═════ TEXT BLOCK
This is because the code performs a fixed number of operations, regardless of the input size. The number of operations remains constant irrespective of the size of the input.
Prompting User for Input
#include <stdio.h>
#include <string.h>
int main() {
char first_name[20];
char middle_name[20];
printf("Please enter your first name: ");
scanf("%s", first_name);
printf("Please enter your middle name: ");
scanf("%s", middle_name);
if (strcmp(first_name, "Brian") == 0) {
printf("Good morning Software Engineer!\n");
printf("Have a lovely day!\n");
if (strcmp(middle_name, "Enos") == 0) {
printf("Software Engineers Rule the World!!\n");
}
}
return 0;
}
The time complexity of this program is O(n), where n is the length of the input strings (first_name and middle_name) provided by the user. The program uses the strcmp() function from the string.h library to compare the input strings with the pre-defined strings "Brian" and "Enos". The time complexity of strcmp() is O(n), where n is the length of the longer string being compared. Since the program only performs two comparisons, the overall time complexity is O(n) where n is the length of the longest input string.
"if.... else" statements
Example 1
if (condition to test here)
{
//body of if statement here
}
else
{
//body of else statement here
}
The time complexity of this code is constant time complexity, denoted as O(1), because the code either executes the body of the if statement or the body of the else statement, but not both. The condition to test the condition is checked only once and then the program moves to either the if or the else block, depending on the result of the condition. The time required to evaluate the condition is generally negligible compared to the time required to execute the code in the if or else block. Therefore, the time complexity of this code is O(1).
Example 2
#include <stdio.h>
#include <string.h>
int main() {
char first_name[] = "Brian";
char middle_name[] = "Enos";
if (strcmp(first_name, "Brian") == 0 && strcmp(middle_name, "Enos") == 0) {
printf("Good morning Software Engineer!\n");
printf("Have a lovely day!\n");
}
else {
printf("We don't know you!\n");
printf("Join us and do hard things!!\n");
}
return 0;
}
The time complexity of this code is O(1), or constant time complexity.
The code consists of a single if-else statement that checks if two strings (first_name and middle_name) are equal to "Brian" and "Enos", respectively, using the strcmp() function. Since the size of the input strings is constant and independent of the input size, the strcmp() function runs in constant time.
The if-else statement has a fixed number of statements that will be executed, regardless of the input size. Therefore, the time complexity of this code is O(1).
══════════
— EXERCISE TASK A —
Transcribe the part of the time complexity text starting at "The if-else statement" and ending at "size. Therefore, the time complexity of this code is O(1).".
— EXERCISE TASK B —
According to the time complexity text, which library provides the strcmp() function used by the program that prompts the user for input?
— EXERCISE TASK C —
For each statement, decide whether it agrees with the time complexity text, and answer yes or no with the words of the text that decide it.
(i) The program that prompts the user for input has a time complexity of O(1).
(ii) The generic if-else code executes both the body of the if statement and the body of the else statement.
(iii) The time needed to evaluate the condition is generally negligible compared to the time needed to execute the code in the if or else block.
The material after this point comes from a different source than the text above.
═════ DATASET CONTENT
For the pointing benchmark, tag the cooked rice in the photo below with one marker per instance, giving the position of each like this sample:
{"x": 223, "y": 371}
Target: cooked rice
══════════
— FULL ANSWER A —
The if-else statement has a fixed number of statements that will be executed, regardless of the input size. Therefore, the time complexity of this code is O(1).

— FULL ANSWER B —
The string.h library.

— FULL ANSWER C —
(i) No: "The time complexity of this program is O(n), where n is the length of the input strings (first_name and middle_name) provided by the user."
(ii) No: "the code either executes the body of the if statement or the body of the else statement, but not both."
(iii) Yes: "The time required to evaluate the condition is generally negligible compared to the time required to execute the code in the if or else block."